(Segmentation labeling items)
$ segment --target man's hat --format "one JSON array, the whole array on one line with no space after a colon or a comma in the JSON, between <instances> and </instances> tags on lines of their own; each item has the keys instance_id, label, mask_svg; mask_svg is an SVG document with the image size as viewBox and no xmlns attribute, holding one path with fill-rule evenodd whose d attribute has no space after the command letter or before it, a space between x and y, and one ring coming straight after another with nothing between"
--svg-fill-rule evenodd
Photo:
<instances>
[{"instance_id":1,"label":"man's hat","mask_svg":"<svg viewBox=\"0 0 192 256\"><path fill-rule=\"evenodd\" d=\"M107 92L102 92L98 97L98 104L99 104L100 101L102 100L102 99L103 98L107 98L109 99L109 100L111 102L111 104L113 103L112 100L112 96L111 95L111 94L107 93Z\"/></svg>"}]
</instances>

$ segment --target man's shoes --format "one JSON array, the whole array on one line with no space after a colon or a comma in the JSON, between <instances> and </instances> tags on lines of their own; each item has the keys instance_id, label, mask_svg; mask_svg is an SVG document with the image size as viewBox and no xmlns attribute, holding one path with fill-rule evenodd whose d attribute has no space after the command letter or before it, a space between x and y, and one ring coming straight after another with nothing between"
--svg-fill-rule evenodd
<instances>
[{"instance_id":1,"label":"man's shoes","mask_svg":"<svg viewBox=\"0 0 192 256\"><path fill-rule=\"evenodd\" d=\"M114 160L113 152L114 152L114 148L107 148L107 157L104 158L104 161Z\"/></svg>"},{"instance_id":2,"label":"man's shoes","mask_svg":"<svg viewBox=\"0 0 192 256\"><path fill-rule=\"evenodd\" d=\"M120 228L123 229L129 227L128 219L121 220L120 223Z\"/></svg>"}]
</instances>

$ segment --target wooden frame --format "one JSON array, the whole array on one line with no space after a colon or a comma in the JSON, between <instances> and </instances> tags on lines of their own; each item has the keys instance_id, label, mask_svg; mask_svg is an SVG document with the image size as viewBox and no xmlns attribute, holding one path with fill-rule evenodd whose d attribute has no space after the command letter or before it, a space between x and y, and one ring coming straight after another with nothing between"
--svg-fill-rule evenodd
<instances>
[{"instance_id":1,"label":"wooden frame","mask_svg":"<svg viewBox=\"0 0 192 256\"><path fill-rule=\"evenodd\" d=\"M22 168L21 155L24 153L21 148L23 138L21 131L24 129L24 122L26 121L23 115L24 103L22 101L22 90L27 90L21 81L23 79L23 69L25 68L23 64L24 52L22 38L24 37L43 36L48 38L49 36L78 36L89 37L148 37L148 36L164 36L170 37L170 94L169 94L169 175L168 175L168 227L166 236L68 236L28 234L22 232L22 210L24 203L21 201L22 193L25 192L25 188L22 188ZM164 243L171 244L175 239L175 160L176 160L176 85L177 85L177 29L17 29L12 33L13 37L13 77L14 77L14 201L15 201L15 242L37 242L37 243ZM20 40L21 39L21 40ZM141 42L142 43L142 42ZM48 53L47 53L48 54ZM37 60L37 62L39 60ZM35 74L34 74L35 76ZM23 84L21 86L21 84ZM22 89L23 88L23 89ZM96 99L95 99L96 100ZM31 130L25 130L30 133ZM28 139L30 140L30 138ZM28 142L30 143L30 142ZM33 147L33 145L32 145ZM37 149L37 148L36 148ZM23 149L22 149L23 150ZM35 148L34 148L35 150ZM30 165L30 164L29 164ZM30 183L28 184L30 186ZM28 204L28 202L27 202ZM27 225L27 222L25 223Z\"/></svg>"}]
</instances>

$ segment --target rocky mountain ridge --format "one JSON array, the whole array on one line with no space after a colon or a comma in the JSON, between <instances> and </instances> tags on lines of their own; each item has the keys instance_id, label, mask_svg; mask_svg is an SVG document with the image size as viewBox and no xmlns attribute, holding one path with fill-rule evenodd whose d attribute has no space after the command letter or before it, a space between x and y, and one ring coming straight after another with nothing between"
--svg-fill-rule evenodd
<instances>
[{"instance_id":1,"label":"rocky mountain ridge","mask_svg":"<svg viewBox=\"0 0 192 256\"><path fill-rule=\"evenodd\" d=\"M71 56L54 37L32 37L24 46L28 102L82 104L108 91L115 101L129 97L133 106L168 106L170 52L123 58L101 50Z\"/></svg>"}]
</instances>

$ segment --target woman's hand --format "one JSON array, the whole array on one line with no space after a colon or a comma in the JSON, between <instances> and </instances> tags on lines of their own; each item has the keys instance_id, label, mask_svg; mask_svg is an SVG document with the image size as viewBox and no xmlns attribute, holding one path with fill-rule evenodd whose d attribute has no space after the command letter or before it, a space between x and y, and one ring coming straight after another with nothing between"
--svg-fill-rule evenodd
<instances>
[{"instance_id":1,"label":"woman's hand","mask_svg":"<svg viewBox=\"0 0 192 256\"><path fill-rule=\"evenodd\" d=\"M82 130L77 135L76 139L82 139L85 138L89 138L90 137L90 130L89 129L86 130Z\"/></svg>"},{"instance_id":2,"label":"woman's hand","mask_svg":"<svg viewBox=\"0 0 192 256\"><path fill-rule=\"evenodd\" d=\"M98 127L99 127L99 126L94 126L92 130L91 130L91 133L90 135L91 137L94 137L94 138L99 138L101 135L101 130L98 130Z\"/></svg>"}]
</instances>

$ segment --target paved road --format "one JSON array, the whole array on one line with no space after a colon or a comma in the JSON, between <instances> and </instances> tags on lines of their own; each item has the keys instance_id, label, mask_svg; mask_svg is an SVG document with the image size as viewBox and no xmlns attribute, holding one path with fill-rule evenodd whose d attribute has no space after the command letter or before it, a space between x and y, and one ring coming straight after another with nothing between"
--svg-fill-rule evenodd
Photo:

## STATED PROBLEM
Put each line of the items above into a JSON list of strings, one string per line, and leave out the blank lines.

## CORRECT RESULT
[
  "$ segment --target man's hat --format \"one JSON array, the whole array on one line with no space after a colon or a comma in the JSON, between <instances> and </instances> tags on lines of their own; each item has the keys instance_id, label, mask_svg; mask_svg is an SVG document with the image size as viewBox and no xmlns attribute, holding one path with fill-rule evenodd whose d attribute has no space after the command letter or before it, a space between x and y, and one ring coming straight after another with nothing between\"",
  "--svg-fill-rule evenodd",
  "Photo:",
  "<instances>",
  "[{\"instance_id\":1,\"label\":\"man's hat\",\"mask_svg\":\"<svg viewBox=\\\"0 0 192 256\\\"><path fill-rule=\\\"evenodd\\\" d=\\\"M107 92L102 92L98 97L98 104L99 104L100 101L102 100L102 99L103 98L107 98L109 99L109 100L111 102L111 104L113 103L112 100L112 96L111 95L111 94L107 93Z\\\"/></svg>\"}]",
  "</instances>",
  "$ segment --target man's shoes --format \"one JSON array, the whole array on one line with no space after a colon or a comma in the JSON, between <instances> and </instances> tags on lines of their own; each item has the keys instance_id, label, mask_svg; mask_svg is an SVG document with the image size as viewBox and no xmlns attribute, holding one path with fill-rule evenodd whose d attribute has no space after the command letter or before it, a space between x and y, and one ring coming straight after another with nothing between\"",
  "--svg-fill-rule evenodd",
  "<instances>",
  "[{\"instance_id\":1,\"label\":\"man's shoes\",\"mask_svg\":\"<svg viewBox=\\\"0 0 192 256\\\"><path fill-rule=\\\"evenodd\\\" d=\\\"M114 160L113 152L114 152L114 148L107 148L107 157L104 158L104 161Z\\\"/></svg>\"},{\"instance_id\":2,\"label\":\"man's shoes\",\"mask_svg\":\"<svg viewBox=\\\"0 0 192 256\\\"><path fill-rule=\\\"evenodd\\\" d=\\\"M120 228L123 229L129 227L128 219L121 220L120 223Z\\\"/></svg>\"}]",
  "</instances>",
  "$ segment --target wooden frame --format \"one JSON array, the whole array on one line with no space after a colon or a comma in the JSON, between <instances> and </instances> tags on lines of their own; each item has the keys instance_id, label, mask_svg; mask_svg is an SVG document with the image size as viewBox and no xmlns attribute, holding one path with fill-rule evenodd whose d attribute has no space after the command letter or before it, a space between x and y, and one ring coming straight after another with nothing between\"",
  "--svg-fill-rule evenodd",
  "<instances>",
  "[{\"instance_id\":1,\"label\":\"wooden frame\",\"mask_svg\":\"<svg viewBox=\\\"0 0 192 256\\\"><path fill-rule=\\\"evenodd\\\" d=\\\"M22 168L21 155L24 153L21 148L23 138L21 131L24 129L24 122L26 121L23 115L24 103L22 101L22 90L27 90L21 81L23 79L23 69L25 68L23 64L24 52L22 38L24 37L43 36L48 38L49 36L78 36L89 37L148 37L148 36L164 36L170 37L170 94L169 94L169 175L168 175L168 227L166 236L68 236L28 234L22 232L22 210L24 203L21 201L22 193L25 192L25 188L22 188ZM164 243L171 244L175 239L175 160L176 160L176 85L177 85L177 29L17 29L12 33L13 37L13 77L14 77L14 201L15 201L15 242L37 242L37 243ZM20 40L21 39L21 40ZM141 42L142 43L142 42ZM48 53L47 53L48 54ZM37 60L37 62L39 60ZM35 74L34 74L35 76ZM23 84L21 86L21 84ZM22 89L23 88L23 89ZM96 99L95 99L96 100ZM31 130L25 130L30 133ZM28 139L30 140L30 138ZM28 142L30 143L30 142ZM33 147L33 145L32 145ZM37 149L37 148L36 148ZM23 149L22 149L23 150ZM35 148L34 148L35 150ZM30 165L30 164L29 164ZM30 183L28 184L30 186ZM28 204L28 202L27 202ZM27 225L27 222L25 223Z\\\"/></svg>\"}]",
  "</instances>",
  "$ segment --target rocky mountain ridge --format \"one JSON array, the whole array on one line with no space after a colon or a comma in the JSON, between <instances> and </instances> tags on lines of their own; each item has the keys instance_id, label, mask_svg; mask_svg is an SVG document with the image size as viewBox and no xmlns attribute, holding one path with fill-rule evenodd whose d attribute has no space after the command letter or before it, a space between x and y, and one ring coming straight after another with nothing between\"",
  "--svg-fill-rule evenodd",
  "<instances>",
  "[{\"instance_id\":1,\"label\":\"rocky mountain ridge\",\"mask_svg\":\"<svg viewBox=\\\"0 0 192 256\\\"><path fill-rule=\\\"evenodd\\\" d=\\\"M71 56L54 37L32 37L24 46L28 102L82 104L108 91L115 101L129 97L133 106L168 106L170 52L123 58L101 50Z\\\"/></svg>\"}]",
  "</instances>",
  "$ segment --target woman's hand --format \"one JSON array, the whole array on one line with no space after a colon or a comma in the JSON, between <instances> and </instances> tags on lines of their own; each item has the keys instance_id, label, mask_svg; mask_svg is an SVG document with the image size as viewBox and no xmlns attribute, holding one path with fill-rule evenodd whose d attribute has no space after the command letter or before it, a space between x and y, and one ring coming straight after another with nothing between\"",
  "--svg-fill-rule evenodd",
  "<instances>",
  "[{\"instance_id\":1,\"label\":\"woman's hand\",\"mask_svg\":\"<svg viewBox=\\\"0 0 192 256\\\"><path fill-rule=\\\"evenodd\\\" d=\\\"M82 130L77 135L76 139L82 139L85 138L89 138L90 137L90 130L89 129L86 130Z\\\"/></svg>\"},{\"instance_id\":2,\"label\":\"woman's hand\",\"mask_svg\":\"<svg viewBox=\\\"0 0 192 256\\\"><path fill-rule=\\\"evenodd\\\" d=\\\"M98 127L99 127L99 126L94 126L92 130L91 130L91 133L90 135L91 137L94 137L94 138L99 138L101 135L101 130L98 130Z\\\"/></svg>\"}]",
  "</instances>",
  "$ segment --target paved road --format \"one JSON array, the whole array on one line with no space after a colon or a comma in the JSON, between <instances> and </instances> tags on lines of their own; each item has the keys instance_id, label, mask_svg; mask_svg is an SVG document with the image size as viewBox and no xmlns attribute, holding one path with fill-rule evenodd whose d attribute has no space after the command letter or before it, a space between x and y, and one ring coming straight after another with nothing between\"",
  "--svg-fill-rule evenodd",
  "Photo:"
]